__Required task__:
The entries below need to be written out exactly, with no pictures included.

__Dataset records__:
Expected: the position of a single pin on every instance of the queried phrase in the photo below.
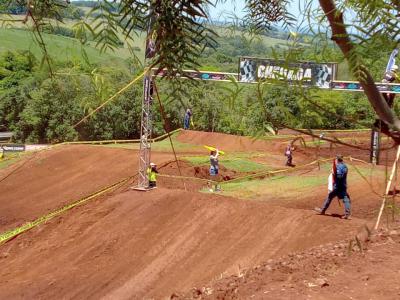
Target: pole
(146, 117)
(388, 187)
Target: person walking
(152, 174)
(186, 120)
(339, 183)
(289, 155)
(214, 168)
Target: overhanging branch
(341, 38)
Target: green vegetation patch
(291, 186)
(63, 48)
(163, 145)
(9, 160)
(238, 162)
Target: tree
(180, 33)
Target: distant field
(68, 49)
(61, 48)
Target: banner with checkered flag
(247, 71)
(323, 76)
(306, 73)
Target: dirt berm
(135, 245)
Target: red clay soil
(136, 245)
(56, 177)
(302, 154)
(333, 271)
(142, 245)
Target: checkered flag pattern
(323, 76)
(247, 71)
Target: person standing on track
(289, 154)
(152, 174)
(214, 168)
(339, 180)
(186, 120)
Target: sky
(237, 7)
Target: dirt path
(152, 244)
(56, 177)
(327, 272)
(142, 245)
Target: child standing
(152, 174)
(214, 167)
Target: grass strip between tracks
(5, 236)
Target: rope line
(111, 98)
(6, 236)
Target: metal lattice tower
(146, 117)
(145, 132)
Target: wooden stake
(388, 187)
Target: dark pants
(341, 195)
(186, 123)
(289, 160)
(152, 183)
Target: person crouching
(214, 167)
(152, 174)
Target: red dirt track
(135, 245)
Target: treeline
(14, 7)
(40, 109)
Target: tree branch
(341, 37)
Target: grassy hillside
(60, 48)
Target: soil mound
(135, 245)
(56, 177)
(223, 141)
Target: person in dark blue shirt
(186, 120)
(339, 189)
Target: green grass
(163, 145)
(239, 162)
(289, 186)
(60, 48)
(10, 159)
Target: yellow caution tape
(112, 97)
(214, 149)
(27, 226)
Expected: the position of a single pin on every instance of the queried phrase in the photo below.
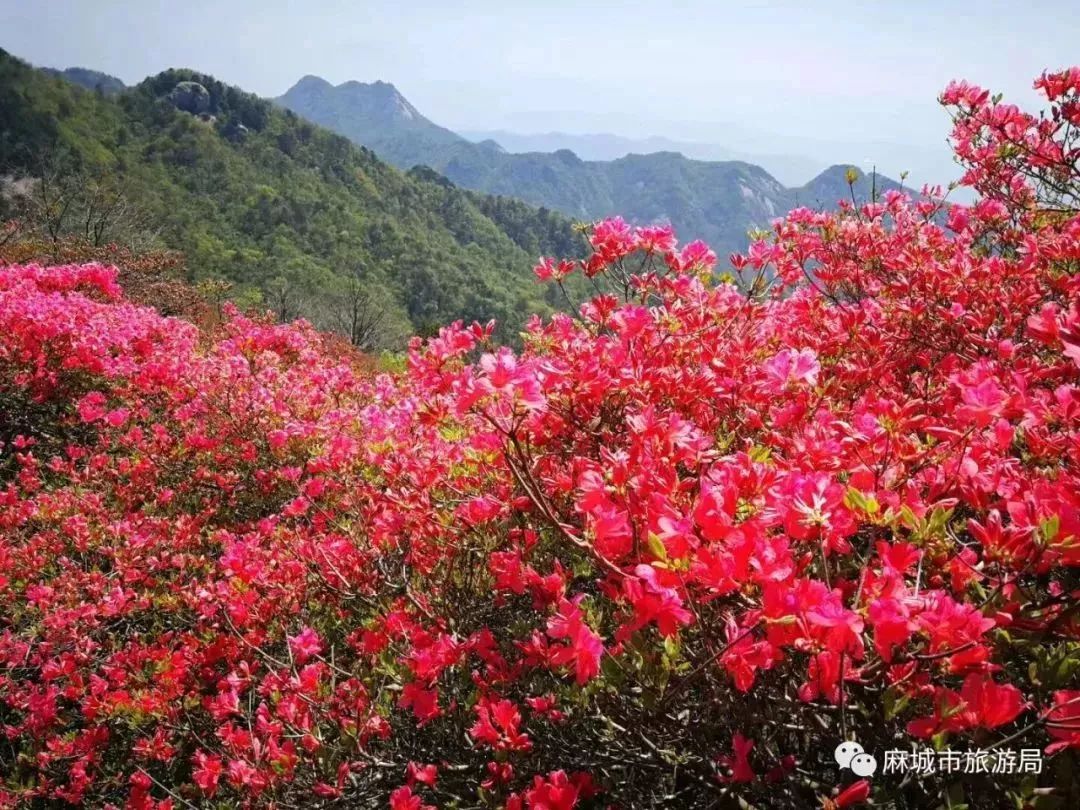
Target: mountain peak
(369, 113)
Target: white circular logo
(846, 752)
(863, 765)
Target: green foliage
(717, 201)
(283, 208)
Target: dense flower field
(672, 552)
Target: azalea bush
(671, 553)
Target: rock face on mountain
(190, 97)
(717, 201)
(295, 217)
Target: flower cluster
(673, 550)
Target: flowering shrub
(672, 552)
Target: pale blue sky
(828, 79)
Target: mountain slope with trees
(717, 201)
(296, 217)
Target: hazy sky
(810, 78)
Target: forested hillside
(298, 218)
(717, 201)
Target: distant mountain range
(294, 215)
(792, 170)
(717, 201)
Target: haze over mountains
(717, 201)
(257, 194)
(792, 170)
(297, 218)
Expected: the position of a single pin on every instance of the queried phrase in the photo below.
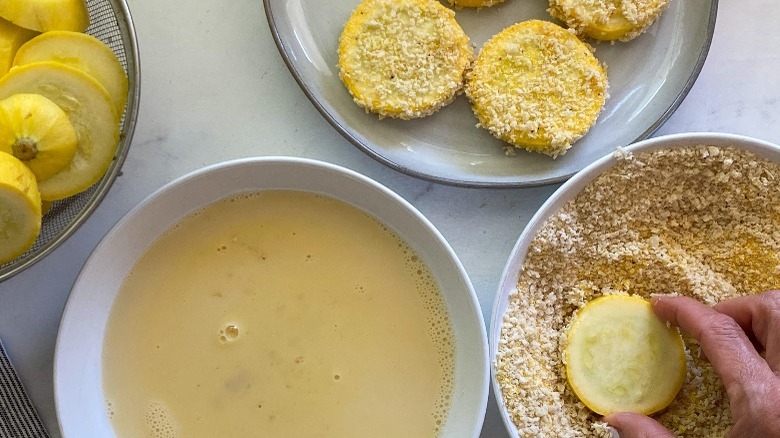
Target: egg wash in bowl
(283, 313)
(270, 308)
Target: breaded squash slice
(608, 20)
(474, 3)
(536, 86)
(403, 58)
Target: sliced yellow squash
(620, 357)
(90, 111)
(536, 86)
(403, 58)
(11, 38)
(38, 132)
(83, 52)
(46, 15)
(608, 20)
(20, 208)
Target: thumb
(637, 426)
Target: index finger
(723, 341)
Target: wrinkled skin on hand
(733, 334)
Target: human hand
(733, 334)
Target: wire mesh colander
(111, 23)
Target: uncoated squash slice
(20, 208)
(620, 357)
(90, 111)
(83, 52)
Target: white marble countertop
(214, 87)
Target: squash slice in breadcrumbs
(536, 86)
(403, 58)
(608, 19)
(620, 357)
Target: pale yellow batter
(279, 314)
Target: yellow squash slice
(537, 86)
(46, 15)
(620, 357)
(608, 19)
(11, 38)
(83, 52)
(90, 111)
(38, 132)
(403, 58)
(473, 3)
(20, 208)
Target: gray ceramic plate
(649, 77)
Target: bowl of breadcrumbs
(690, 214)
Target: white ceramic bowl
(567, 192)
(80, 403)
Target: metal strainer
(111, 23)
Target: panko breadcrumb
(403, 58)
(536, 86)
(608, 20)
(700, 221)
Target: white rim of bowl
(568, 191)
(304, 162)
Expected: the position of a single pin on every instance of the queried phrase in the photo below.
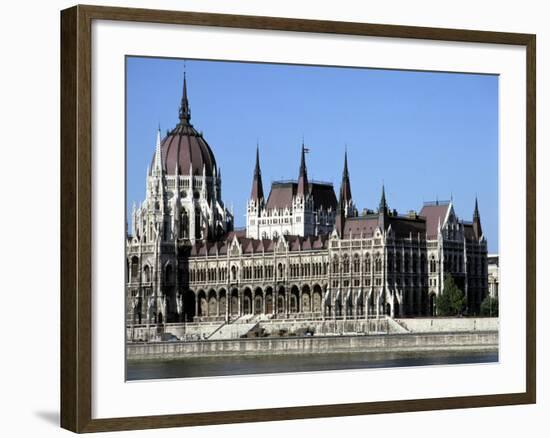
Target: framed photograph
(267, 218)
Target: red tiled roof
(408, 227)
(281, 195)
(434, 214)
(362, 225)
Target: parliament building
(304, 254)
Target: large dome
(185, 148)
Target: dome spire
(477, 222)
(185, 111)
(303, 184)
(257, 187)
(345, 187)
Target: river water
(267, 364)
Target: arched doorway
(234, 303)
(269, 300)
(203, 304)
(223, 301)
(306, 299)
(281, 297)
(258, 302)
(294, 299)
(432, 304)
(189, 305)
(247, 302)
(212, 303)
(317, 298)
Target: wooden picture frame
(76, 218)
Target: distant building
(304, 253)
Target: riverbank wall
(465, 341)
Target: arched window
(184, 225)
(135, 268)
(356, 264)
(378, 263)
(335, 268)
(367, 263)
(346, 264)
(168, 274)
(198, 224)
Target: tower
(256, 202)
(478, 232)
(383, 210)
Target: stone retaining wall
(478, 341)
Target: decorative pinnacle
(383, 205)
(185, 111)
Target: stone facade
(304, 253)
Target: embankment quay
(406, 342)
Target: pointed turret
(303, 184)
(345, 187)
(383, 210)
(478, 232)
(185, 111)
(157, 167)
(257, 193)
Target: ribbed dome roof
(184, 147)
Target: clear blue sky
(424, 135)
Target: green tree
(489, 306)
(451, 302)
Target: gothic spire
(257, 193)
(383, 206)
(345, 187)
(185, 111)
(158, 159)
(478, 232)
(383, 210)
(303, 185)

__Final answer__:
Expected: the position of a single pin on every instance of the queried phrase in the photo below.
Target: pole
(146, 117)
(388, 187)
Target: person walking
(152, 174)
(186, 120)
(339, 183)
(289, 155)
(214, 168)
Target: overhanging branch
(341, 38)
Target: green vegetation patch
(291, 186)
(63, 48)
(163, 145)
(9, 160)
(238, 162)
Target: tree
(180, 33)
Target: distant field
(68, 49)
(61, 48)
Target: banner with checkered flag
(247, 71)
(323, 76)
(306, 73)
Target: dirt berm
(135, 245)
Target: red clay soil
(136, 245)
(56, 177)
(302, 154)
(333, 271)
(142, 245)
Target: checkered flag pattern
(323, 76)
(247, 71)
Target: person standing on track
(289, 154)
(152, 174)
(214, 168)
(339, 180)
(186, 120)
Target: sky
(237, 7)
Target: dirt path
(152, 244)
(56, 177)
(327, 272)
(142, 245)
Target: child standing
(152, 174)
(214, 167)
Target: grass strip between tracks
(5, 236)
Target: rope line
(111, 98)
(6, 236)
Target: metal lattice tower
(146, 117)
(145, 132)
Target: wooden stake
(388, 187)
Target: dark pants
(341, 195)
(186, 123)
(289, 160)
(152, 183)
Target: person crouching
(214, 167)
(152, 174)
Target: red dirt track
(135, 245)
Target: treeline
(14, 7)
(40, 109)
Target: tree branch
(341, 37)
Target: grassy hillside
(60, 48)
Target: soil mound
(135, 245)
(56, 177)
(223, 141)
Target: person in dark blue shirt
(186, 120)
(339, 189)
Target: green grass
(163, 145)
(239, 162)
(289, 186)
(60, 48)
(10, 159)
Target: yellow caution tape
(112, 97)
(214, 149)
(27, 226)
Expected: the position of a single pin on every instance of the queried phrase in the photo below.
Target: mountain peak
(369, 113)
Target: white circular logo
(846, 752)
(863, 765)
Target: green foliage
(717, 201)
(283, 208)
Target: dense flower field
(672, 552)
Target: azalea bush
(671, 553)
Target: rock face on mountain
(190, 97)
(717, 201)
(295, 217)
Target: flower cluster
(673, 550)
Target: flowering shrub
(672, 552)
Target: pale blue sky
(828, 79)
Target: mountain slope with trees
(717, 201)
(296, 217)
Target: hazy sky
(810, 78)
Target: forested hillside
(298, 218)
(717, 201)
Target: distant mountain range
(294, 215)
(792, 170)
(717, 201)
Target: haze over mountains
(717, 201)
(257, 194)
(792, 170)
(297, 218)
Expected: the position of a single pin on every instance of the queried phrase in the photo below.
Target: egg wash in bowl
(283, 313)
(270, 308)
Target: breaded squash slice
(608, 20)
(474, 3)
(536, 86)
(403, 58)
Target: sliced yellow squash
(620, 357)
(90, 111)
(536, 86)
(403, 58)
(11, 38)
(38, 132)
(83, 52)
(46, 15)
(608, 20)
(20, 208)
Target: thumb
(637, 426)
Target: index finger
(723, 341)
Target: wrinkled skin on hand
(733, 334)
Target: human hand
(733, 334)
Target: wire mesh colander
(111, 23)
Target: uncoated squash slice
(20, 208)
(620, 357)
(90, 111)
(83, 52)
Target: white marble countertop
(214, 87)
Target: squash slice in breadcrumbs
(536, 86)
(403, 58)
(608, 19)
(620, 357)
Target: pale yellow batter
(279, 314)
Target: yellow squash slice
(537, 86)
(46, 15)
(620, 357)
(608, 19)
(11, 38)
(83, 52)
(90, 111)
(38, 132)
(403, 58)
(473, 3)
(20, 208)
Target: gray ceramic plate
(649, 77)
Target: bowl of breadcrumbs
(690, 214)
Target: white ceramic bowl
(567, 192)
(80, 403)
Target: metal strainer
(111, 23)
Target: panko breadcrumb
(403, 58)
(536, 86)
(608, 20)
(700, 221)
Target: white rim of bowl
(568, 191)
(304, 162)
Expected: the position of a single pin on every instance of the queried phrase in the photo below.
Target: framed photograph
(267, 218)
Target: red tiled roof
(408, 227)
(281, 195)
(434, 214)
(362, 225)
Target: parliament building
(304, 254)
Target: large dome
(185, 148)
Target: dome spire
(477, 222)
(185, 111)
(303, 184)
(257, 187)
(345, 187)
Target: river water
(267, 364)
Target: arched doorway
(234, 303)
(269, 300)
(203, 304)
(223, 301)
(306, 299)
(281, 297)
(258, 302)
(294, 299)
(432, 304)
(189, 305)
(247, 302)
(212, 303)
(317, 298)
Target: wooden picture frame
(76, 218)
Target: distant building
(304, 253)
Target: riverbank wall
(465, 341)
Target: arched window
(184, 225)
(135, 268)
(356, 264)
(378, 263)
(335, 268)
(367, 263)
(346, 264)
(168, 274)
(198, 224)
Target: tower
(256, 202)
(478, 232)
(383, 210)
Target: stone retaining wall
(478, 341)
Target: decorative pinnacle
(383, 205)
(185, 111)
Target: stone facade
(304, 253)
Target: embankment quay
(406, 342)
Target: pointed turret
(303, 184)
(345, 187)
(383, 210)
(478, 232)
(185, 111)
(157, 167)
(257, 193)
Target: ribbed dome roof
(184, 147)
Target: clear blue sky
(424, 135)
Target: green tree
(489, 306)
(451, 302)
Target: gothic spire
(257, 193)
(383, 206)
(345, 187)
(185, 111)
(158, 159)
(478, 232)
(383, 210)
(303, 185)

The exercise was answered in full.